*** Begin section ***
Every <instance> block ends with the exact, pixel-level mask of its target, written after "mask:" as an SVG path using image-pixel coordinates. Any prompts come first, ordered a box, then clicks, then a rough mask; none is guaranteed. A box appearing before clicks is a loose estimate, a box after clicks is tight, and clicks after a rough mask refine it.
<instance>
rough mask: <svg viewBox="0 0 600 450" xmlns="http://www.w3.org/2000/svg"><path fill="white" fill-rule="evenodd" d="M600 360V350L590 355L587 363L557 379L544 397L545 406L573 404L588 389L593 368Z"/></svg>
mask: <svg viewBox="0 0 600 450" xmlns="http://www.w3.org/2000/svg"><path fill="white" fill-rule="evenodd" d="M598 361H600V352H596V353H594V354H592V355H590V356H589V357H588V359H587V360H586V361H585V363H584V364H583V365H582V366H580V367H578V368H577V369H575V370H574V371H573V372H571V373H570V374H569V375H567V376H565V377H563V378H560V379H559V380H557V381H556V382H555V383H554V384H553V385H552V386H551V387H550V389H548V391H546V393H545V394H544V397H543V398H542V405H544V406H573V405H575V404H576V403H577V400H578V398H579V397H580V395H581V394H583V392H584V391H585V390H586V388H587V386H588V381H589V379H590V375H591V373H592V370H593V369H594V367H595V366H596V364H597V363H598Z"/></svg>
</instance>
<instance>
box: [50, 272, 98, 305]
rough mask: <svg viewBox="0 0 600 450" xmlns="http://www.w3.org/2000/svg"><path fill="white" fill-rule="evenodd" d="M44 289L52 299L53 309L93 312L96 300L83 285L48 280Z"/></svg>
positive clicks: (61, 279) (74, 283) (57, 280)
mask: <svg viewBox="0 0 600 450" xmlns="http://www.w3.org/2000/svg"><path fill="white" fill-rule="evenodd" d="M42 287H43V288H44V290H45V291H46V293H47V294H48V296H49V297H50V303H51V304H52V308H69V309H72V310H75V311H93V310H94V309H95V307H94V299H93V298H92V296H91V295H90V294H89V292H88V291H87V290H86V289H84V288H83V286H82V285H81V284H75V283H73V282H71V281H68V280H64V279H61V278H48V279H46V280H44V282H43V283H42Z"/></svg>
*** End section ***
• What is required
Above are the records; reproduce all of them exactly.

• Written response
Every <instance> block ends with the exact, pixel-level mask of its target, written after "mask:" as an SVG path using image-pixel coordinates. Any prompts come first, ordered a box, then clicks, then a rough mask; none is guaranteed. A box appearing before clicks is a loose estimate, a box after clicks is tight, and clicks after a rough mask refine it.
<instance>
rough mask: <svg viewBox="0 0 600 450" xmlns="http://www.w3.org/2000/svg"><path fill="white" fill-rule="evenodd" d="M600 360V350L590 355L587 363L557 379L544 397L545 406L573 404L588 389L593 368Z"/></svg>
mask: <svg viewBox="0 0 600 450" xmlns="http://www.w3.org/2000/svg"><path fill="white" fill-rule="evenodd" d="M598 361H600V352H596V353H594V354H592V355H590V356H589V357H588V359H587V360H586V361H585V363H584V364H583V365H582V366H580V367H578V368H577V369H575V370H574V371H573V372H571V373H570V374H569V375H567V376H565V377H563V378H560V379H559V380H557V381H556V382H555V383H554V384H553V385H552V386H551V387H550V389H548V391H546V393H545V394H544V397H543V398H542V405H544V406H573V405H575V404H576V403H577V400H578V398H579V397H580V395H581V394H583V392H584V391H585V390H586V388H587V386H588V381H589V379H590V375H591V373H592V370H593V369H594V367H595V366H596V364H597V363H598Z"/></svg>
</instance>
<instance>
box: [50, 272, 98, 305]
rough mask: <svg viewBox="0 0 600 450" xmlns="http://www.w3.org/2000/svg"><path fill="white" fill-rule="evenodd" d="M44 289L52 299L53 309L93 312L96 300L83 285L48 280Z"/></svg>
positive clicks: (61, 279) (74, 283) (57, 280)
mask: <svg viewBox="0 0 600 450" xmlns="http://www.w3.org/2000/svg"><path fill="white" fill-rule="evenodd" d="M42 287H43V288H44V290H45V291H46V293H47V294H48V296H49V297H50V303H51V304H52V308H69V309H72V310H75V311H93V310H94V309H95V307H94V299H93V298H92V296H91V295H90V294H89V292H88V291H87V290H86V289H84V288H83V286H82V285H81V284H75V283H73V282H71V281H68V280H64V279H61V278H48V279H46V280H44V282H43V283H42Z"/></svg>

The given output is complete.